- [YOUR GOAL] Your task is to copy every entry exactly.

======

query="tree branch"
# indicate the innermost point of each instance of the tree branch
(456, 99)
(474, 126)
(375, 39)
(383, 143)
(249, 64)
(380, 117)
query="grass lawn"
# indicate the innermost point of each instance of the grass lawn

======

- [RESPONSE]
query="tree branch"
# indicate the innermost point of each instance of the tree branch
(456, 99)
(474, 126)
(375, 39)
(383, 143)
(249, 64)
(380, 117)
query="grass lawn"
# indicate the innermost point of each instance of the grass lawn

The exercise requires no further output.